--- Assigned task ---
Your answer must be the full listing below, repeated exactly.
(Beginning of Dataset content)
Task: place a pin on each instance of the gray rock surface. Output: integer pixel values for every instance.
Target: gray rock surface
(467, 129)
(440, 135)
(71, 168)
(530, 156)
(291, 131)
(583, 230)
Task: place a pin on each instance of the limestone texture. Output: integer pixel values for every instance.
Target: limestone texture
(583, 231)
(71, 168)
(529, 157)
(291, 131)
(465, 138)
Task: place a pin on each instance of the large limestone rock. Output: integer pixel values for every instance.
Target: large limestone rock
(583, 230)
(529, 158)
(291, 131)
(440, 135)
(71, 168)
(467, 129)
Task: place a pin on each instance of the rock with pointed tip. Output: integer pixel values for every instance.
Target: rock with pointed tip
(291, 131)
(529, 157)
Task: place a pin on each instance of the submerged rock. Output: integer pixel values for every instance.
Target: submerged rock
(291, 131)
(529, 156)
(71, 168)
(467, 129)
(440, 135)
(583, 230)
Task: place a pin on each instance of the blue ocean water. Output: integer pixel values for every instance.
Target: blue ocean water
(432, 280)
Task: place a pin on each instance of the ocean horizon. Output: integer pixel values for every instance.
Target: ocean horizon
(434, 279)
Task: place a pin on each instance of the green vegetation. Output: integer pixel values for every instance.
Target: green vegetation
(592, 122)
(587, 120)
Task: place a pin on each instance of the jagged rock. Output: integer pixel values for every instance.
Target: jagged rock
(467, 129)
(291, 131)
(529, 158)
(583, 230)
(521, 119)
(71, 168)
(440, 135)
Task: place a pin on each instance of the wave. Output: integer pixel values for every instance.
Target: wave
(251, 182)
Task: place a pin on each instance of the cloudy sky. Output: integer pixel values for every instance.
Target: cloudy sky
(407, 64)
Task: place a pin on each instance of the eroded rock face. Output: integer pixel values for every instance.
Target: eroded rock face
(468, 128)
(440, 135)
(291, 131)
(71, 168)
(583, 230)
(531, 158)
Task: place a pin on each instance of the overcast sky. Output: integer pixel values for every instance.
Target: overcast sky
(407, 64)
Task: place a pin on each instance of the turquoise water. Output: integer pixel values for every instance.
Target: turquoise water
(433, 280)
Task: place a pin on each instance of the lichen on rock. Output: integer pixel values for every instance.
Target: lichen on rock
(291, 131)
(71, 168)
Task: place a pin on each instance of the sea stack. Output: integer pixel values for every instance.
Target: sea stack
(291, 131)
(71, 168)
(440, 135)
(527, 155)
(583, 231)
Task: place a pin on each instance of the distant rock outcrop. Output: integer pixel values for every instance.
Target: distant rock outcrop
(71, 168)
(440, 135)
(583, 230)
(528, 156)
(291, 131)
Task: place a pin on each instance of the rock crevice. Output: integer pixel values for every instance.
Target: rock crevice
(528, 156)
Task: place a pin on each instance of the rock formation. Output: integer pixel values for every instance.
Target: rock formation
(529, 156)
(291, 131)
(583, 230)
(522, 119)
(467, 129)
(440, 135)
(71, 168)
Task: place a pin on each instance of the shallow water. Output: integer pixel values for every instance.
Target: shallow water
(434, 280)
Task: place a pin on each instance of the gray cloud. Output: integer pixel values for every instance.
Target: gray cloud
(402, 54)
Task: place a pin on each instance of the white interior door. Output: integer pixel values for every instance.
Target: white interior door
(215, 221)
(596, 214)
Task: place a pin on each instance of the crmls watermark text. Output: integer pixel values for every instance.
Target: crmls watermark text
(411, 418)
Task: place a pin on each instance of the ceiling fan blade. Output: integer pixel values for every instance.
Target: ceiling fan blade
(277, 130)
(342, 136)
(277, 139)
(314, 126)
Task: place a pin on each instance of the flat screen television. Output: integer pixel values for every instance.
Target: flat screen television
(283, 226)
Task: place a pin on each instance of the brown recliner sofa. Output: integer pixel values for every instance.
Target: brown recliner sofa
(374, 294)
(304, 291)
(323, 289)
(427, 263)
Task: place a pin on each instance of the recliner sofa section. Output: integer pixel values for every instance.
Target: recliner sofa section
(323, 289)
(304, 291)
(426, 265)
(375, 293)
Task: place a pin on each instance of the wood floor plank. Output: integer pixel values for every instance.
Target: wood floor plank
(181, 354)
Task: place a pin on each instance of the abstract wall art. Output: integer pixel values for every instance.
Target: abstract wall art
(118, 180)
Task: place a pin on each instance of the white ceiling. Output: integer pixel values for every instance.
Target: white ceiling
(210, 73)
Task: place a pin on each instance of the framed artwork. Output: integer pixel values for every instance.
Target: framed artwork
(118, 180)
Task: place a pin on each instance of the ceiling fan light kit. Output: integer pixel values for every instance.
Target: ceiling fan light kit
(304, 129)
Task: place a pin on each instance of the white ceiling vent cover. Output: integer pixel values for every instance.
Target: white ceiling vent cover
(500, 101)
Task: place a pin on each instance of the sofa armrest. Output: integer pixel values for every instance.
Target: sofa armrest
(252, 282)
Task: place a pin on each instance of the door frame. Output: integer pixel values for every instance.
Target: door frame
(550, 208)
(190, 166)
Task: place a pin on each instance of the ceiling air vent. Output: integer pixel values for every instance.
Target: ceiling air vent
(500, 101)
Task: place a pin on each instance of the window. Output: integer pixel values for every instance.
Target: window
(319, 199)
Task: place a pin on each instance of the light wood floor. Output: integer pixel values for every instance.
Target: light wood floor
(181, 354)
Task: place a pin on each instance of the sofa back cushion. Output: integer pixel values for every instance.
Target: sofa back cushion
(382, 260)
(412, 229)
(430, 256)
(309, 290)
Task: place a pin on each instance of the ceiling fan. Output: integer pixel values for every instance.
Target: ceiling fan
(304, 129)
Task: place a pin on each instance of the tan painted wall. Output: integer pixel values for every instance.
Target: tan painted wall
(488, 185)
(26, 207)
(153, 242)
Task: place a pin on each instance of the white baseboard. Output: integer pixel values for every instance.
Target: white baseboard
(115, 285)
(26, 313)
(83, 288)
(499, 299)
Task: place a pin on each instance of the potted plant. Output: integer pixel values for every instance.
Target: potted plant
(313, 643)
(End of Dataset content)
--- Result of this task ---
Task: place a pin on each instance of the gray rock surface. Output: integer pixel values for every instance.
Target: gray rock surface
(467, 129)
(440, 135)
(71, 168)
(530, 156)
(291, 131)
(583, 230)
Task: place a pin on each instance of the limestone texture. Output: integer pixel values for every instance.
Target: limestone texture
(583, 231)
(71, 168)
(529, 157)
(291, 131)
(465, 138)
Task: place a pin on each instance of the large limestone rock. Output: integer pixel values for every instance.
Target: large limestone rock
(583, 230)
(529, 158)
(291, 131)
(440, 135)
(71, 168)
(467, 129)
Task: place a pin on each instance of the rock with pointed tip. Output: integer pixel values for every instance.
Target: rock with pointed tip
(291, 131)
(529, 157)
Task: place a pin on each instance of the submerged rock. Output: integer pixel values for every instance.
Target: submerged rock
(291, 131)
(529, 156)
(71, 168)
(467, 129)
(440, 135)
(583, 230)
Task: place a pin on each instance of the blue ocean water. Output: integer pixel values for every instance.
Target: blue ocean water
(432, 280)
Task: place a pin on each instance of the ocean horizon. Output: integer pixel values for every instance.
Target: ocean horizon
(434, 279)
Task: place a pin on each instance of the green vegetation. Output: integer pixel values for every instance.
Target: green vegetation
(592, 122)
(587, 120)
Task: place a pin on each instance of the jagged rock. Output: integer pixel values for every instance.
Target: jagged rock
(467, 129)
(291, 131)
(529, 158)
(583, 230)
(521, 119)
(71, 168)
(440, 135)
Task: place a pin on each instance of the wave. Output: integer pixel values for every instance.
Target: wave
(251, 182)
Task: place a pin on each instance of the cloudy sky. Output: integer pixel values for every instance.
Target: cloudy sky
(407, 64)
Task: place a pin on each instance of the eroded rock face. Output: integer pixel values for every instance.
Target: eroded rock face
(468, 128)
(440, 135)
(291, 131)
(71, 168)
(583, 230)
(531, 158)
Task: place a pin on each instance of the overcast sky. Output: integer pixel values for every instance.
Target: overcast sky
(407, 64)
Task: place a pin on each instance of the turquoise water. Output: integer pixel values for every instance.
Target: turquoise water
(433, 280)
Task: place a pin on each instance of the lichen on rock. Output: integer pixel values for every instance.
Target: lichen on rock
(291, 131)
(71, 168)
Task: place a pin on each instance of the sea stack. Output: integer pixel values for every instance.
Target: sea stack
(291, 131)
(71, 168)
(440, 135)
(527, 155)
(583, 231)
Task: place a pin on each instance of the distant rock outcrop. Output: integer pixel values for every instance.
Target: distant rock outcrop
(71, 168)
(440, 135)
(583, 230)
(528, 156)
(291, 131)
Task: place a pin on each instance of the rock crevice. Output: integer pixel values for every instance.
Target: rock crevice
(528, 156)
Task: place a pin on each instance of the rock formation. Output: integer pixel values for every instance.
Target: rock formation
(529, 156)
(291, 131)
(583, 230)
(522, 119)
(467, 129)
(440, 135)
(71, 168)
Task: place a pin on each instance of the shallow water. Output: integer pixel values for every instance.
Target: shallow water
(434, 280)
Task: place a pin on each instance of the gray cloud. Output: integer pixel values for every instance.
Target: gray cloud
(402, 54)
Task: place a pin on each instance of the white interior door. Output: integer pixel values for every instance.
Target: white interior door
(215, 221)
(596, 214)
Task: place a pin on each instance of the crmls watermark text. Output: integer pixel values for every instance.
Target: crmls watermark text
(411, 418)
Task: place a pin on each instance of the ceiling fan blade. Output: integer pixel values for every instance.
Target: ceiling fan blade
(277, 130)
(342, 136)
(277, 139)
(314, 126)
Task: place a pin on each instance of the flat screen television. Output: integer pixel values for every instance.
Target: flat screen television
(283, 226)
Task: place a pin on each instance of the brown recliner sofa. Output: integer pixel values for every instance.
Target: brown recliner sofa
(374, 294)
(304, 291)
(323, 289)
(427, 263)
Task: place a pin on each instance of the recliner sofa section. Output: integer pixel values for every instance.
Target: recliner sofa section
(323, 289)
(304, 291)
(426, 265)
(375, 293)
Task: place a pin on each instance of the wood floor plank. Output: integer pixel values for every instance.
Target: wood floor plank
(181, 354)
Task: place a pin on each instance of the abstract wall art. Output: integer pixel values for every instance.
Target: abstract wall art
(118, 180)
Task: place a pin on each instance of the white ceiling. Output: integer pixel values for every instance.
Target: white ceiling
(210, 73)
Task: place a pin on each instance of the framed artwork. Output: integer pixel values for every instance.
Target: framed artwork
(118, 180)
Task: place a pin on each instance of the ceiling fan light kit. Output: integer pixel values for every instance.
Target: ceiling fan light kit
(304, 129)
Task: place a pin on each instance of the white ceiling vent cover. Output: integer pixel values for every instance.
Target: white ceiling vent cover
(500, 101)
Task: place a pin on each instance of the sofa armrest. Output: integer pixel values for every instance.
Target: sofa armrest
(252, 282)
Task: place a pin on each instance of the door frame. Output: integer pixel values for every instance.
Target: door frame
(550, 208)
(190, 166)
Task: place a pin on each instance of the ceiling air vent. Output: integer pixel values for every instance.
Target: ceiling air vent
(500, 101)
Task: place a pin on each instance of the window. Output: integer pixel values for every instance.
Target: window
(319, 199)
Task: place a pin on each instance of the light wood floor. Output: integer pixel values for every instance.
Target: light wood floor
(181, 354)
Task: place a pin on each instance of the sofa back cushion. Output: integer pixel values for every instance.
Target: sofa back cushion
(382, 260)
(412, 229)
(430, 256)
(309, 290)
Task: place a pin on each instance of the ceiling fan. Output: integer pixel values for every instance.
Target: ceiling fan
(304, 129)
Task: place a pin on each instance of the tan painted wall. Output: integer pixel values for every instance.
Target: tan painted wall
(488, 185)
(26, 207)
(153, 242)
Task: place a pin on each instance of the white baseboard. Output: integer pixel values for every instance.
Target: white baseboard
(115, 285)
(26, 313)
(83, 288)
(499, 299)
Task: place a pin on each instance of the potted plant. Output: integer pixel values for every instance.
Target: potted plant
(313, 643)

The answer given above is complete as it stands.